PROBLEM TO WORK ON: Omit the pictures and output every entry below exactly as written.

(Location annotation dataset excerpts)

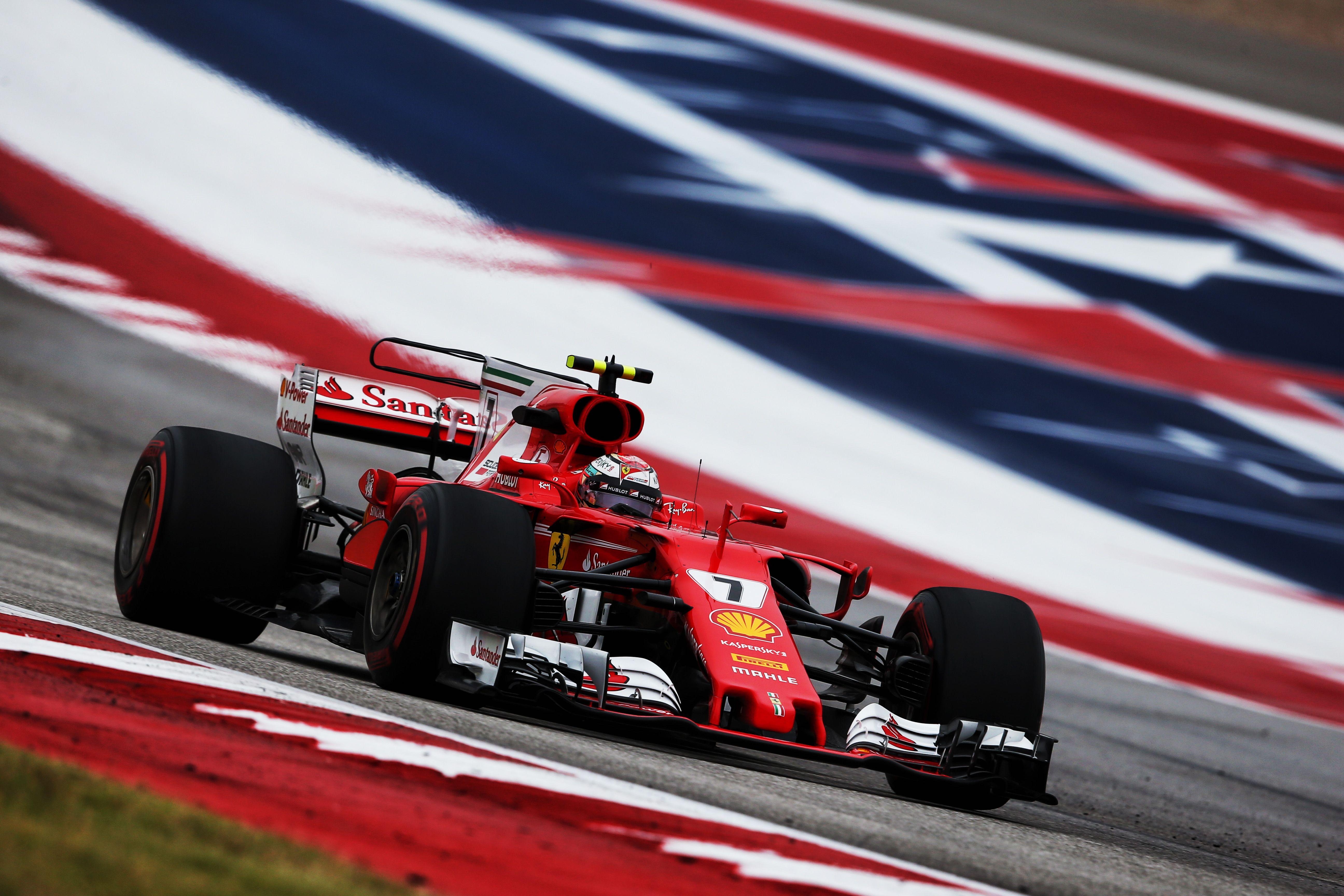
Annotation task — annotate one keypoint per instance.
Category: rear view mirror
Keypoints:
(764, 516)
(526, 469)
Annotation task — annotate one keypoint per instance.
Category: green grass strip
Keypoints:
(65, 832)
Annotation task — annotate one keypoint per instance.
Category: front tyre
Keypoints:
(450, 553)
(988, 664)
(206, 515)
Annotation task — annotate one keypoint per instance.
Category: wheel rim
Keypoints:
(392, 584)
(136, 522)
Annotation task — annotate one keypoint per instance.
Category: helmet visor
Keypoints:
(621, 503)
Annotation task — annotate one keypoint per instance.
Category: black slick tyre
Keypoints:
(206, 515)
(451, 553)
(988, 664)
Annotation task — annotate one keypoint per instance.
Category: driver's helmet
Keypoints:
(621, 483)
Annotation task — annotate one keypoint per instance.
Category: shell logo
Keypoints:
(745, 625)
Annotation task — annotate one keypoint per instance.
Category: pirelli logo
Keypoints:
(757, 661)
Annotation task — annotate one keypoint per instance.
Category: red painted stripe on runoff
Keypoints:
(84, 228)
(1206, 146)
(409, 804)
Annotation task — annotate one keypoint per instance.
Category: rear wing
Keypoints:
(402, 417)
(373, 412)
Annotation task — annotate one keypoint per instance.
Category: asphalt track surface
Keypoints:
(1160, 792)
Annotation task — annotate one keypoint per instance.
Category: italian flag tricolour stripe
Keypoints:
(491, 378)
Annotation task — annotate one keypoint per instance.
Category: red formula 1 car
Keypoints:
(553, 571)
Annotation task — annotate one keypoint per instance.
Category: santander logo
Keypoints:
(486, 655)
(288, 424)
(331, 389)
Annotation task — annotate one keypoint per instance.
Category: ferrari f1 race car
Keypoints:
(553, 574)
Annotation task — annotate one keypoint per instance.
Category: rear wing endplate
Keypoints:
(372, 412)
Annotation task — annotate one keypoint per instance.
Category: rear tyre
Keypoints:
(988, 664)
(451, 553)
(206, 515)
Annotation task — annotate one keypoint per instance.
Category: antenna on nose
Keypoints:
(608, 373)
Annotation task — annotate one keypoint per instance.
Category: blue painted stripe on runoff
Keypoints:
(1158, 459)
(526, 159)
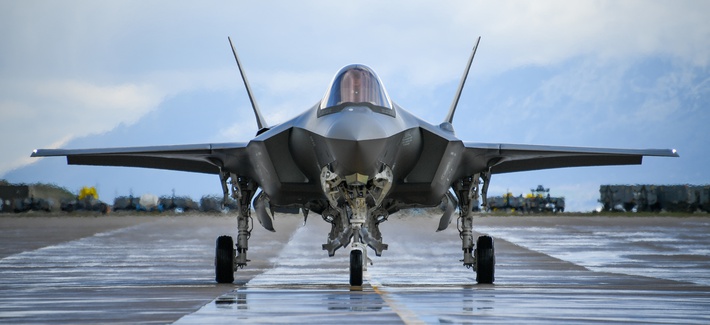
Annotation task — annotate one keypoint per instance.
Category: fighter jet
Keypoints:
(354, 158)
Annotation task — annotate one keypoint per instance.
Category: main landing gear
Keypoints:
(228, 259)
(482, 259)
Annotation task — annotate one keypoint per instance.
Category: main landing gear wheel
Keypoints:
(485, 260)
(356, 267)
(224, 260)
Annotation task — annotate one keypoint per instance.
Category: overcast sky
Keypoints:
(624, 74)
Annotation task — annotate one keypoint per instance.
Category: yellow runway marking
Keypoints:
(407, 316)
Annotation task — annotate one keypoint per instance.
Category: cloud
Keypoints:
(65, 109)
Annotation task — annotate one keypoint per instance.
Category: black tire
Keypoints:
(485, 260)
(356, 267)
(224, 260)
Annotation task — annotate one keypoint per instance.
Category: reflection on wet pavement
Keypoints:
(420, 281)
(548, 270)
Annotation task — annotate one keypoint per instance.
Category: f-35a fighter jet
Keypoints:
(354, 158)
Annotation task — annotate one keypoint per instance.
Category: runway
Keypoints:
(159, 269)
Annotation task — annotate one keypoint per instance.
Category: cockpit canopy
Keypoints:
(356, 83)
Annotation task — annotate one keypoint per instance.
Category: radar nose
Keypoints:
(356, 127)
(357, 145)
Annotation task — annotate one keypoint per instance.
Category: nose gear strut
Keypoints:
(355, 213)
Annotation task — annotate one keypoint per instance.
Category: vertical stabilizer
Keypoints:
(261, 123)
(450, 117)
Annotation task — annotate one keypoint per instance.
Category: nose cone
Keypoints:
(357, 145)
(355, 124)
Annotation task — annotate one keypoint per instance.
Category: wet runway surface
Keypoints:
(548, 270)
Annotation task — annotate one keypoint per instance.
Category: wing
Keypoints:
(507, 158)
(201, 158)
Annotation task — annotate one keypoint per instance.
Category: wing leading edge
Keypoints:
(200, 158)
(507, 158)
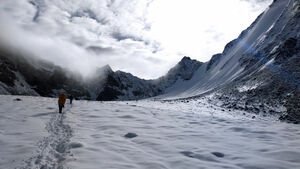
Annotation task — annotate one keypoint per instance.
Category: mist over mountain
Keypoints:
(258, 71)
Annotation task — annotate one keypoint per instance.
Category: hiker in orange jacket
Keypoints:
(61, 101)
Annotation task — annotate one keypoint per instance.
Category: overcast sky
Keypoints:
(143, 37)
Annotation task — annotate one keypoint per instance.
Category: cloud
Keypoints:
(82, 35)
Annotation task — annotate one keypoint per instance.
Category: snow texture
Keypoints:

COMPLETE OUTPUT:
Annotation task — annotate one keypoint per instance.
Category: rear view mirror
Keypoints:
(764, 516)
(526, 469)
Annotation task — annotate one keypoint per instance.
Category: green grass strip
Keypoints:
(65, 832)
Annotation task — annotate one keypoint per instance.
Category: front tyre
Keypoints:
(450, 553)
(988, 664)
(206, 515)
Annotation task — annotate one keypoint per instance.
Category: wheel rim
Keypoints:
(392, 584)
(136, 522)
Annotation task — annotate one keypoint per instance.
Category: helmet visor
Keypoints:
(621, 503)
Annotation task — annotate one keypoint per instance.
Category: black slick tyre
Keypoints:
(206, 515)
(451, 553)
(988, 664)
Annotation task — annotate one keypoint per instance.
Category: driver's helmet
Keypoints:
(621, 483)
Annotation task — annotate one keypoint per instance.
Category: shell logo
Keypoints:
(745, 625)
Annotation task — annotate one keypoint per instance.
Category: pirelli logo
Keypoints:
(757, 661)
Annotation task — annotate one keypoint per instance.
Category: red painted stripe on runoff
Keypoints:
(84, 228)
(1206, 146)
(409, 804)
Annotation task — annotate one keypoint per instance.
Category: rear wing
Keypoints:
(402, 417)
(373, 412)
Annotation task — annotate one keypoint per instance.
Category: asphalt track surface
Keypoints:
(1160, 792)
Annotation task — annotate one keypoint per instance.
Category: italian flag tricolour stripe
Keypoints:
(491, 378)
Annotation task — annotate one keypoint per instance.
Category: red formula 1 car
Keypoints:
(553, 571)
Annotation task — annotate one keypoint per instance.
Category: santander logo
Keypoints:
(486, 655)
(288, 424)
(331, 389)
Annotation task — annotate one keypoint per instance.
Category: ferrari f1 race car
Keypoints:
(553, 574)
Annotation task — annotate one keypoint per instance.
Category: rear wing endplate
Keypoints:
(372, 412)
Annotation task — annotate one keypoint per instance.
Category: rear tyre
Keypoints:
(988, 664)
(451, 553)
(206, 515)
Annotation task — annotate one keypoint per instance.
Category: antenna on nose
Keypoints:
(608, 373)
Annotation task — annotate one keypoint per instance.
Category: blue painted stripe on runoff
Keypoints:
(1158, 459)
(526, 159)
Annotation task — annotate one keypoint per instance.
Category: fighter jet
Keypoints:
(354, 158)
Annotation task — annotate one keypoint per instance.
Category: main landing gear
Keypoints:
(228, 259)
(482, 259)
Annotation task — annotate one keypoint per instance.
Category: main landing gear wheel
Keypoints:
(485, 260)
(356, 267)
(224, 260)
Annotation task — annotate one keypoint per instance.
Category: overcast sky
Keypoints:
(624, 74)
Annotation task — annotate one keypoint per instance.
Category: yellow runway marking
Keypoints:
(407, 316)
Annotation task — annotate one keypoint per instance.
Category: cloud
Keypoints:
(65, 109)
Annotation task — annotate one keypoint per instance.
Category: black tire
Keypoints:
(485, 260)
(356, 267)
(224, 260)
Annotation task — annotate one keypoint per instance.
Category: reflection on wet pavement
Keypoints:
(420, 281)
(548, 270)
Annotation task — annotate one keypoint per instance.
Category: f-35a fighter jet
Keypoints:
(354, 158)
Annotation task — annotate one keypoint per instance.
Category: runway
Keypoints:
(159, 269)
Annotation task — annotate one keypoint per instance.
Category: cockpit canopy
Keypoints:
(356, 83)
Annotation task — annotate one keypoint per instance.
Category: radar nose
Keypoints:
(356, 127)
(357, 145)
Annotation task — annotate one keypoint per instance.
Category: nose gear strut
Keypoints:
(355, 213)
Annotation task — annotate one keypoint per instance.
Category: vertical stabilizer
Keypoints:
(261, 123)
(450, 117)
Annotation task — annotate one keypoint per instance.
Category: nose cone
Keypoints:
(357, 145)
(355, 124)
Annotation task — annotate one keypoint per instance.
Category: wet runway surface
Keypoints:
(548, 270)
Annotation task — annotate one keypoint per instance.
Category: wing
Keypoints:
(507, 158)
(201, 158)
Annotation task — annotate one keypoint per instance.
Category: wing leading edge
Keypoints:
(200, 158)
(507, 158)
Annotation task — annotate one keypoint per instance.
Category: mist over mountain
Keypoints:
(258, 71)
Annotation task — annotate one keypoint per instance.
Category: hiker in orange jacket
Keypoints:
(61, 101)
Annotation task — annotate one keypoint per instance.
Category: overcast sky
Keypoints:
(143, 37)
Annotation task — annotate one keypoint per instance.
Category: cloud
Keypoints:
(82, 35)
Annotation task — annotate one keypoint per instance.
Category: snow texture
Keypoints:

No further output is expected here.